> [Object detection data]
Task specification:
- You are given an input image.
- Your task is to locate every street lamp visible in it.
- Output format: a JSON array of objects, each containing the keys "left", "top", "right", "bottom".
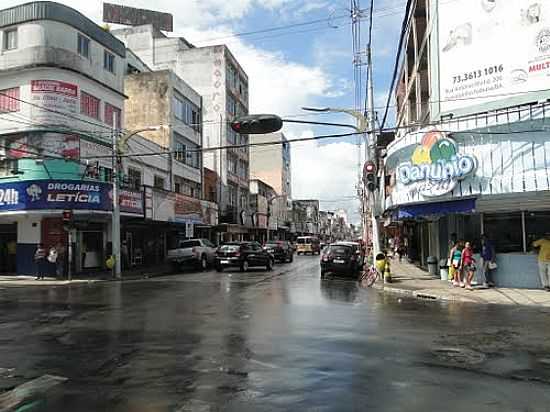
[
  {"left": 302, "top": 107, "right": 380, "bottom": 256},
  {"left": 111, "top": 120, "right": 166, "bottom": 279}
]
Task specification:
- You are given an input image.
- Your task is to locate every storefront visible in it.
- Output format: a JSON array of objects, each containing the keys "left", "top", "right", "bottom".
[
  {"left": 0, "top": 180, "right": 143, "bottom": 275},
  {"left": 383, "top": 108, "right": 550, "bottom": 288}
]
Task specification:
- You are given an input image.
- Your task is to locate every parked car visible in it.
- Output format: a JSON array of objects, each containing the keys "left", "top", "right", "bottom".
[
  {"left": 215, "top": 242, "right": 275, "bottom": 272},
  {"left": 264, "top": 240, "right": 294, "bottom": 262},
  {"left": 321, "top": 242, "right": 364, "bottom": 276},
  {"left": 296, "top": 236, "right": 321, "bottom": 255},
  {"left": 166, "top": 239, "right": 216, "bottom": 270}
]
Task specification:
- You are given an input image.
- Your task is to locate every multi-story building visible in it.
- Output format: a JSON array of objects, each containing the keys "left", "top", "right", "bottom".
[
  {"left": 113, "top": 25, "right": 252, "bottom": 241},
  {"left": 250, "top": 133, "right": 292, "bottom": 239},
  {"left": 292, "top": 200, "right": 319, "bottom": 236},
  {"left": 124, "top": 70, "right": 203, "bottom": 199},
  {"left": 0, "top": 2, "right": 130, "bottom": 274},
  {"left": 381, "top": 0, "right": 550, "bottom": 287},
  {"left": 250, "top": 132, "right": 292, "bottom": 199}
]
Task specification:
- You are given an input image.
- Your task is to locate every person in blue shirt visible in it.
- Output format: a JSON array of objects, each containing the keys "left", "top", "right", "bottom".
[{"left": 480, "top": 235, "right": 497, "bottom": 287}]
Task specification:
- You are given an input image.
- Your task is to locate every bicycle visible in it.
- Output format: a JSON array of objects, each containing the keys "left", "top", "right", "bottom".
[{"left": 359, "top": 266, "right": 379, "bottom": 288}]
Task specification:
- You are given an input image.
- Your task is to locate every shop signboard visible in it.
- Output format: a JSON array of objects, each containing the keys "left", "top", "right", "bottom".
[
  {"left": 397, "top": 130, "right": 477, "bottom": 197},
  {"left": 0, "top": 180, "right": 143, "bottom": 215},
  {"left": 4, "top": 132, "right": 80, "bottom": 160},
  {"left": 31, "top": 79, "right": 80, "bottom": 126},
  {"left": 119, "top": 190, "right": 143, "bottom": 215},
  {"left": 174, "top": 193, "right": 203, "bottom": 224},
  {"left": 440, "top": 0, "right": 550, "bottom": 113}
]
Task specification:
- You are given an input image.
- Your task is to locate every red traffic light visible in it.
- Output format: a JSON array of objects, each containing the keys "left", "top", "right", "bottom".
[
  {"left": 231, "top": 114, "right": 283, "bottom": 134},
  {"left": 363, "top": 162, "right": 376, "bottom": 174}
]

* * *

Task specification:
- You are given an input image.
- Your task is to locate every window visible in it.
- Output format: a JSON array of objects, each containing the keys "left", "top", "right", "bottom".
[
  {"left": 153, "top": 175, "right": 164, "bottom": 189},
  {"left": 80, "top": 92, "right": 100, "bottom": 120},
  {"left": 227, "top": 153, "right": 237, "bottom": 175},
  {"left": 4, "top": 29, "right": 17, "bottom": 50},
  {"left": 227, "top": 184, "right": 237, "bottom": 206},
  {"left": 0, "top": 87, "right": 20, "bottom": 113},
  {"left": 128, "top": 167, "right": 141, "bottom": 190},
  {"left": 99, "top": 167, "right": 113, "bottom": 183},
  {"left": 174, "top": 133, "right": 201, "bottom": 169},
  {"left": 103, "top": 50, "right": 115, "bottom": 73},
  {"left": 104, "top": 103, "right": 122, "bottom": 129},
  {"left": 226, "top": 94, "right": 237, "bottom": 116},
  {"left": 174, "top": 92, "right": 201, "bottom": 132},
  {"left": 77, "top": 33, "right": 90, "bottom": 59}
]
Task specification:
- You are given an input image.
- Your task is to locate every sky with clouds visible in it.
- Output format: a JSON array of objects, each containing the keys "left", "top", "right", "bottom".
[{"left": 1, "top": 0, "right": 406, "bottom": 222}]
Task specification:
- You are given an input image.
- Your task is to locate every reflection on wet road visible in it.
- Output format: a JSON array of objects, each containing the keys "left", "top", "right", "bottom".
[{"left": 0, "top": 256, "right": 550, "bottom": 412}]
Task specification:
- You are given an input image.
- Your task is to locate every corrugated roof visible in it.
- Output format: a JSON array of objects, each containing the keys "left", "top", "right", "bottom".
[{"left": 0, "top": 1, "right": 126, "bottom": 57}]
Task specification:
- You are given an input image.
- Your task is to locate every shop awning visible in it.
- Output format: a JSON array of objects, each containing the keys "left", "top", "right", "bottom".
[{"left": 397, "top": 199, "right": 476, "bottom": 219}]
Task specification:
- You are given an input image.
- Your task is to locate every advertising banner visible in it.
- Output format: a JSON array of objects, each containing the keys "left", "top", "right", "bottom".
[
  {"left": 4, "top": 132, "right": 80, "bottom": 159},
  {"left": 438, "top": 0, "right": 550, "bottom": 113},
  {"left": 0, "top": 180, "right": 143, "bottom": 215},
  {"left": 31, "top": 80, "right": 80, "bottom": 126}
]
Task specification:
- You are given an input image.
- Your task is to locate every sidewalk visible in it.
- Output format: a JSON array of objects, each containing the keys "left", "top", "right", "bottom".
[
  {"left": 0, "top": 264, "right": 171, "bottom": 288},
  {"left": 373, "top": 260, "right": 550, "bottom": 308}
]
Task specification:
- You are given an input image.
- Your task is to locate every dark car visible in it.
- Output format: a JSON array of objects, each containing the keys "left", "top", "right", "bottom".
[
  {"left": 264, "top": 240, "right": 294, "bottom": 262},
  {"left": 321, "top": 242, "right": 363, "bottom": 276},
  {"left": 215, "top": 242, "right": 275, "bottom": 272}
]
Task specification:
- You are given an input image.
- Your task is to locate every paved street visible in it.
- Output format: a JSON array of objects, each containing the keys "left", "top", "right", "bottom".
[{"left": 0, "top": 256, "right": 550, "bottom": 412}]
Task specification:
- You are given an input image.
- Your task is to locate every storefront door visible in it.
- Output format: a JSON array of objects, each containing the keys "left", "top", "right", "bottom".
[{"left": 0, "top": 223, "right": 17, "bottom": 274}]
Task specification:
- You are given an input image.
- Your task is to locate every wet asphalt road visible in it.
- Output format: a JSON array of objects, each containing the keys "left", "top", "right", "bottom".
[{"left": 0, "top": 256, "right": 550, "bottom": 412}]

> [Task to complete]
Pull out every line of the data above that contains the string "street" and copy each one unchanged.

> [Task answer]
- Your task is to locate every street lamp visible in it.
- Your task is to locate every paved street visible in it.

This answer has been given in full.